→ Zu erledigen: Kannst du aus den Datensätzen den Abschnitt von der Zeile mit „of the floating“ bis einschließlich der Zeile mit „Target: floating leaf“ herausziehen und Wort für Wort unverändert wiedergeben?

.....

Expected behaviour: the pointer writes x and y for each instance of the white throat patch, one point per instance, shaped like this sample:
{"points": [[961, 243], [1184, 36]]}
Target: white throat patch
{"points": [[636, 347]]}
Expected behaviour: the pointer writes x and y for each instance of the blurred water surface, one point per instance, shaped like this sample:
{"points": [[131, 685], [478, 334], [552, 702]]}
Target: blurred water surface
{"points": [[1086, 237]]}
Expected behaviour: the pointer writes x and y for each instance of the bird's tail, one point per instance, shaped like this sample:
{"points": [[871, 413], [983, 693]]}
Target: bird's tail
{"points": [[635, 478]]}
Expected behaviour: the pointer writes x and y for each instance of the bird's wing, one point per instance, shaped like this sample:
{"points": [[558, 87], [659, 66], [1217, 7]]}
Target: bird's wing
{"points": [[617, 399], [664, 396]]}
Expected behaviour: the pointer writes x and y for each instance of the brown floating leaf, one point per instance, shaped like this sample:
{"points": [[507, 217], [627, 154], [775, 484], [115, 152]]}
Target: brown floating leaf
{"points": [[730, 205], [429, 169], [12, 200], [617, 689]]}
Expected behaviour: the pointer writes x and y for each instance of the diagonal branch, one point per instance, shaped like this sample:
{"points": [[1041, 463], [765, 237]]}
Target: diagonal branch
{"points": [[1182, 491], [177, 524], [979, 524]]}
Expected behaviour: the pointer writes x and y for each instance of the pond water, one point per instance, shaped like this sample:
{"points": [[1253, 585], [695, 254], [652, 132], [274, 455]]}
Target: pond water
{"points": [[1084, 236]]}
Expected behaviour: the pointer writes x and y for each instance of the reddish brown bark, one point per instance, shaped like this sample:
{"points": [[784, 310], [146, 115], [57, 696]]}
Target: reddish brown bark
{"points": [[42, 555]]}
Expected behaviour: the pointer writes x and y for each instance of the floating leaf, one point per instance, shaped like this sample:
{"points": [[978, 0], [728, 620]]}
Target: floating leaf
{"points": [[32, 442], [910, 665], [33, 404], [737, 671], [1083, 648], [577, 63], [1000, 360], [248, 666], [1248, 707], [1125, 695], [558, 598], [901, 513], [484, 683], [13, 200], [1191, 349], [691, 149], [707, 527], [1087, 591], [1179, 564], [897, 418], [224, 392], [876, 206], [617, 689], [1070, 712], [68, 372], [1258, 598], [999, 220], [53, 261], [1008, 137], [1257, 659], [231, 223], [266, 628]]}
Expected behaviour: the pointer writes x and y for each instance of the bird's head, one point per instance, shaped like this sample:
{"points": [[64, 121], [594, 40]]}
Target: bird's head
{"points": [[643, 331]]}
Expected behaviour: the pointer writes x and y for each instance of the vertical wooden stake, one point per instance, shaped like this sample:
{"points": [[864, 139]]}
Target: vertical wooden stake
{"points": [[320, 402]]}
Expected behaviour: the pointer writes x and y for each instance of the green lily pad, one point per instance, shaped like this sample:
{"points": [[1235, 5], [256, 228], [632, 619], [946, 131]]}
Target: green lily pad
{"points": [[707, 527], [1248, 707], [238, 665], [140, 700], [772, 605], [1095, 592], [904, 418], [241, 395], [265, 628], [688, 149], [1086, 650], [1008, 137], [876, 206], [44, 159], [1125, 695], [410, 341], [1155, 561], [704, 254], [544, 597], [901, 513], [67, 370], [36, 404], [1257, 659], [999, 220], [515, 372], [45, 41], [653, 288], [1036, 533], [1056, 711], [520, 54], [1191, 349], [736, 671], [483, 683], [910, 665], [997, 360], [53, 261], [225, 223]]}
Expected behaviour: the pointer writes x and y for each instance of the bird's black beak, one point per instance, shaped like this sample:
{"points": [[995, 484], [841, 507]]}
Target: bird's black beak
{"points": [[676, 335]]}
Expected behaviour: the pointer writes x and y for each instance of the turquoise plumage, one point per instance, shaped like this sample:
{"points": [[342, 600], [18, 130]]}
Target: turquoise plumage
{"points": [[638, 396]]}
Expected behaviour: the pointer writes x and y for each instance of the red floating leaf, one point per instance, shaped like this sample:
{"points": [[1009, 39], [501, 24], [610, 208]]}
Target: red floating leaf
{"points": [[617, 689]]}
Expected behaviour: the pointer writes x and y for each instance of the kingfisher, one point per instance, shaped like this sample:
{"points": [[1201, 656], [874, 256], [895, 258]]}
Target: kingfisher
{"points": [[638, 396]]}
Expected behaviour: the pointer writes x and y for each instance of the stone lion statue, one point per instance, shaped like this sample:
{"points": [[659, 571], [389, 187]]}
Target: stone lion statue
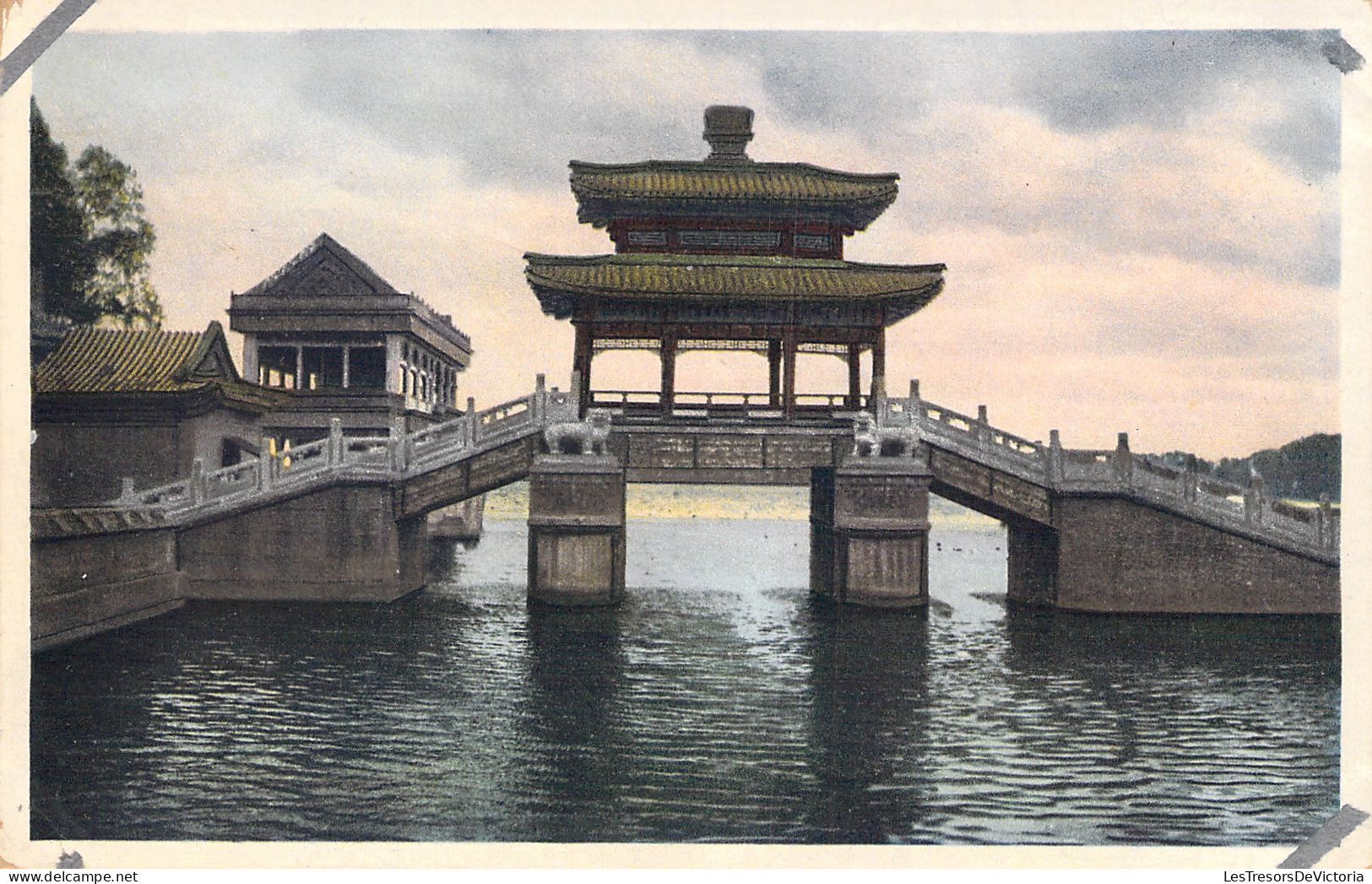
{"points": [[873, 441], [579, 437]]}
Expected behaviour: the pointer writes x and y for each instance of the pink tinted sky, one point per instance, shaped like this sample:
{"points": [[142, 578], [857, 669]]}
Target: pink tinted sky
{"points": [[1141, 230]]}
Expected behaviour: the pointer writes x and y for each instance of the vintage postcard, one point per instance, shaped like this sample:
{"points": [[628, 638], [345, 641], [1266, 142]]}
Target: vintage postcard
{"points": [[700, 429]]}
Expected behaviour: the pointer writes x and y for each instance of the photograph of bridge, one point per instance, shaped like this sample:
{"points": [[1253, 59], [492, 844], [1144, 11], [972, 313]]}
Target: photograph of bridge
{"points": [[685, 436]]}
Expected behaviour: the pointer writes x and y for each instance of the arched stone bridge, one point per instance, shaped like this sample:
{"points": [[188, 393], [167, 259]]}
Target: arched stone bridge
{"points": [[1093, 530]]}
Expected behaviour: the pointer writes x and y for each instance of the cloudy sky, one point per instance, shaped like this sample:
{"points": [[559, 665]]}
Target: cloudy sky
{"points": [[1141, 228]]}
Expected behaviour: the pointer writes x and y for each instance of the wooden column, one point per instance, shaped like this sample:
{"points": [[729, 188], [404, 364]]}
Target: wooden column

.....

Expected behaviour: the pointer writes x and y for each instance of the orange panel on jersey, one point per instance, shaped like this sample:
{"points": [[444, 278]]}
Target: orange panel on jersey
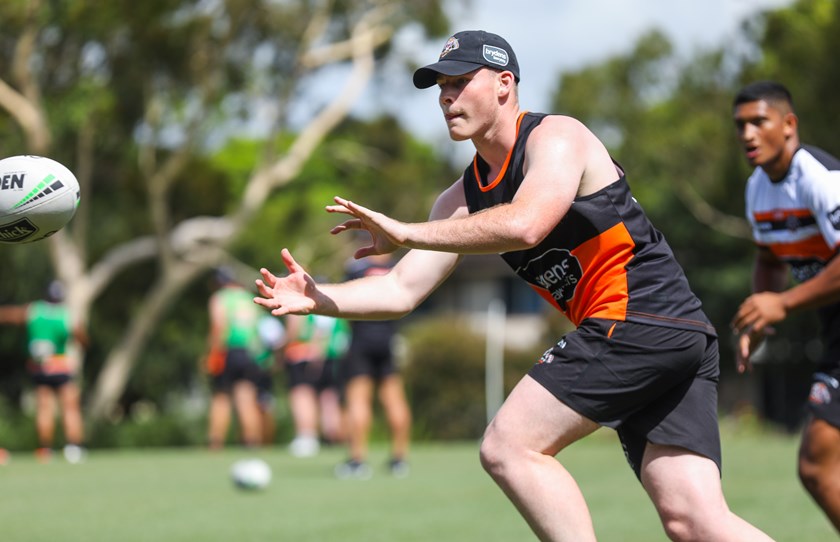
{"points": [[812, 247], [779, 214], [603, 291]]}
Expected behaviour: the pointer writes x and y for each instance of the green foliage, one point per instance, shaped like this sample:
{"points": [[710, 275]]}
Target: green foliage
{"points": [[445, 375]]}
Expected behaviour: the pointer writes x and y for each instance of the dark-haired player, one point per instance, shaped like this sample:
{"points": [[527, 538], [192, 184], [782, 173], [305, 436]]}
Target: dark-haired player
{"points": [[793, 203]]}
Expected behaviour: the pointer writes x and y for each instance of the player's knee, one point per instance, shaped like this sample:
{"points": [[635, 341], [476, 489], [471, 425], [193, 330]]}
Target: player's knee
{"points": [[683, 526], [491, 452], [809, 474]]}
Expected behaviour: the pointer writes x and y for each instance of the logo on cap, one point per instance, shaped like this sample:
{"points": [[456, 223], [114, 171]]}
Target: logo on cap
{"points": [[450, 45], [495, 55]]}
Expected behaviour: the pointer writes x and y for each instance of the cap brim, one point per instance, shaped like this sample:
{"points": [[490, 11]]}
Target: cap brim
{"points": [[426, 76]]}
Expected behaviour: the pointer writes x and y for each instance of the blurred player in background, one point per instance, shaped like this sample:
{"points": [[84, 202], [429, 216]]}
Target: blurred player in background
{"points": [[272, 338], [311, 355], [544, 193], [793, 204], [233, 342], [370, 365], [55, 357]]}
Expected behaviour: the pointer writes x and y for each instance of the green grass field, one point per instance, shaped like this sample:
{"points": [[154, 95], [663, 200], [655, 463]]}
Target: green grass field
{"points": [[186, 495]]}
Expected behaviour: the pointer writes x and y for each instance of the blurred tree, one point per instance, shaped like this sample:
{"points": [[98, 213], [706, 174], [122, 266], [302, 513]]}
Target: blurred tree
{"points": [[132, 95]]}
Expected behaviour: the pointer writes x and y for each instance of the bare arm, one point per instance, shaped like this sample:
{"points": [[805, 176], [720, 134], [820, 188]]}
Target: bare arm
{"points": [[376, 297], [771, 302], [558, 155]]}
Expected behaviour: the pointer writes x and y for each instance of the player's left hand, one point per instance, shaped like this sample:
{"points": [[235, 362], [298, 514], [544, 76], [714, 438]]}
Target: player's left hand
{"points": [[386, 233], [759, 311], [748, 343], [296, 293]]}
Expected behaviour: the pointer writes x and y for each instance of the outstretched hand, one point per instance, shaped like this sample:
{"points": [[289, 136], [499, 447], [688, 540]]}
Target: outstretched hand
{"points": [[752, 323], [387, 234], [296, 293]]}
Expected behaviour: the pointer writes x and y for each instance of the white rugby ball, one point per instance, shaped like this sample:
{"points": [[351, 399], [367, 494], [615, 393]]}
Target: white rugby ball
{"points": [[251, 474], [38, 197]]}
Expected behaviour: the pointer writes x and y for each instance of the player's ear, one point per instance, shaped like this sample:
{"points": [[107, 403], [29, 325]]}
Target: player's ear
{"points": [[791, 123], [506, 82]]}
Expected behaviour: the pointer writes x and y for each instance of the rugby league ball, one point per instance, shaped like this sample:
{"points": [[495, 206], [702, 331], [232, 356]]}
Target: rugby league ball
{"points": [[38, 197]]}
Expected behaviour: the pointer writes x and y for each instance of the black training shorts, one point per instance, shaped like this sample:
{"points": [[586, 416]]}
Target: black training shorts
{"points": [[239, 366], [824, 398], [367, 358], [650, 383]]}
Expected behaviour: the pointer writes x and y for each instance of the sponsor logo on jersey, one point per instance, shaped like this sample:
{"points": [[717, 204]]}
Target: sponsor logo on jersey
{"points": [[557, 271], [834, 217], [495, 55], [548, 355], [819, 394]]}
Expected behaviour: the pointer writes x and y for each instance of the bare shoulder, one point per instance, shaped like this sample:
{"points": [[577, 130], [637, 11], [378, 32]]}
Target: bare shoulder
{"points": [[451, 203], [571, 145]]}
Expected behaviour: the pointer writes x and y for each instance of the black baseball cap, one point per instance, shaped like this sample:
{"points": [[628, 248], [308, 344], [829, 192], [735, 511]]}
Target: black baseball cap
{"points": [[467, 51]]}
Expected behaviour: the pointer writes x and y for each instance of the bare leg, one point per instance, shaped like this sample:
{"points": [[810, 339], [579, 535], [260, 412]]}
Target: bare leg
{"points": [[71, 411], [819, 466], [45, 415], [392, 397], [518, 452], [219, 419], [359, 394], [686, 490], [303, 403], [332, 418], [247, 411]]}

.....

→ Richtige Antwort:
Expected behaviour: the pointer writes x and y for each instance of the floating leaf, one point per instance, shaped like this sample:
{"points": [[978, 0], [728, 620]]}
Target: floating leaf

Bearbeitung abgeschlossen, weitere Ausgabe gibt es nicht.